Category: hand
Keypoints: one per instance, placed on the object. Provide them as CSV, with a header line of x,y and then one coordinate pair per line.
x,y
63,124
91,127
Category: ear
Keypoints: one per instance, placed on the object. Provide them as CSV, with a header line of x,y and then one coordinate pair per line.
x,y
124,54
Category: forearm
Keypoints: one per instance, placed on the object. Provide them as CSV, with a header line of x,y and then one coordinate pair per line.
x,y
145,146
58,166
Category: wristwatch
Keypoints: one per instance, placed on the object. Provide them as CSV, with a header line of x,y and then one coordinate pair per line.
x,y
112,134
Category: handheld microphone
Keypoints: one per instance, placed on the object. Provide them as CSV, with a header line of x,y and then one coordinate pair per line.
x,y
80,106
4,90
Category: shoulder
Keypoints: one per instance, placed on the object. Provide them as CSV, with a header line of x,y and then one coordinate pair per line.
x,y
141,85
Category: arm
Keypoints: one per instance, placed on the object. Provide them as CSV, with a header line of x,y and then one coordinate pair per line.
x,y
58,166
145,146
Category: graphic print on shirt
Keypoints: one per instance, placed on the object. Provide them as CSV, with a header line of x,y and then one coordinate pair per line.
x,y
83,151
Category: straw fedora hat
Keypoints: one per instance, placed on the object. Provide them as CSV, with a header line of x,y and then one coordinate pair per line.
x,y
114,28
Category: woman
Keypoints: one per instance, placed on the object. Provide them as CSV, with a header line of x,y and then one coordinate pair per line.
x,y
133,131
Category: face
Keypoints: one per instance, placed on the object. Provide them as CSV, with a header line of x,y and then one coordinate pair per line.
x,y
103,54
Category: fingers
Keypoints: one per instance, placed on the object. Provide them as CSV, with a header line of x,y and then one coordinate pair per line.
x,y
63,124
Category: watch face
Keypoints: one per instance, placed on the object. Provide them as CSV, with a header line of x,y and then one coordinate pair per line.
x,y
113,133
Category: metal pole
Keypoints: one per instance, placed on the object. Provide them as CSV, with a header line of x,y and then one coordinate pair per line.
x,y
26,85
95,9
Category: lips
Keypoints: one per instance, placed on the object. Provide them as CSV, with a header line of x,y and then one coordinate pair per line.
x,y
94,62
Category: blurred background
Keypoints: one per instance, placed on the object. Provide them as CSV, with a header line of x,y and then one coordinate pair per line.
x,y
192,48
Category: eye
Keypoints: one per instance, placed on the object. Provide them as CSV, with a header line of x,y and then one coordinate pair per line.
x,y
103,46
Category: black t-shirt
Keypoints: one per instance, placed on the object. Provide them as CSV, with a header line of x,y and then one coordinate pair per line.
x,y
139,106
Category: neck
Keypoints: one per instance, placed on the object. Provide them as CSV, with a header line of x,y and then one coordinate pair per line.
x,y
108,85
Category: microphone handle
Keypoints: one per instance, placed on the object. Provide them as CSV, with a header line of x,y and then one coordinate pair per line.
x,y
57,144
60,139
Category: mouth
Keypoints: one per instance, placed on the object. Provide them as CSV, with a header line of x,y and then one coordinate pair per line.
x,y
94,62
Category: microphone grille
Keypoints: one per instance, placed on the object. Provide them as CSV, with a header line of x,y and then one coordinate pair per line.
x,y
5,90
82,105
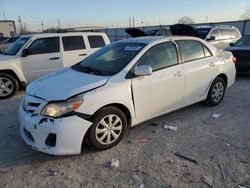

--------------------------------------------------

▸ **Challenge**
Display every line of the entries above that contains the word "microphone".

▸ **Completed exercise**
Category: handheld microphone
Category: microphone handle
Category: microphone grille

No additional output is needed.